Stored records:

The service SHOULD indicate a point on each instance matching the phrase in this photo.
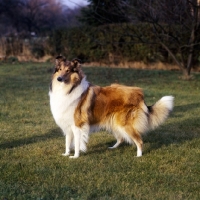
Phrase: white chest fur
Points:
(63, 104)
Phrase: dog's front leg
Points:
(77, 137)
(68, 140)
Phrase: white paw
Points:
(65, 154)
(74, 156)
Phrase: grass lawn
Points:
(31, 144)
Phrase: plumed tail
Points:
(159, 112)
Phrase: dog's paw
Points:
(65, 154)
(74, 156)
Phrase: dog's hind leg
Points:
(77, 137)
(119, 141)
(68, 140)
(136, 138)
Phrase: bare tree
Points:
(173, 22)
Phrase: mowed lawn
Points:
(31, 144)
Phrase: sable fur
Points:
(80, 108)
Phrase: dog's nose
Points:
(59, 79)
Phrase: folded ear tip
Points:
(60, 59)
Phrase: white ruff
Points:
(63, 105)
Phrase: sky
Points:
(75, 3)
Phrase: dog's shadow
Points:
(54, 133)
(156, 138)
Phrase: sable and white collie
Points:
(80, 108)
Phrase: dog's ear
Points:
(76, 66)
(59, 60)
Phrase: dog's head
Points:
(68, 72)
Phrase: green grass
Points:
(31, 165)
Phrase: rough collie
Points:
(80, 108)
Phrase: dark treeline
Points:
(159, 30)
(35, 16)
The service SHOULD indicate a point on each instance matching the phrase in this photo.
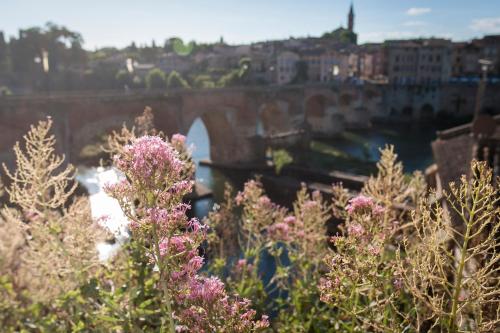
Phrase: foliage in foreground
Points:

### Task directions
Every line that contains "lawn" should be copied out of the data.

### Result below
Phrase: grass lawn
Phrase: mowed lawn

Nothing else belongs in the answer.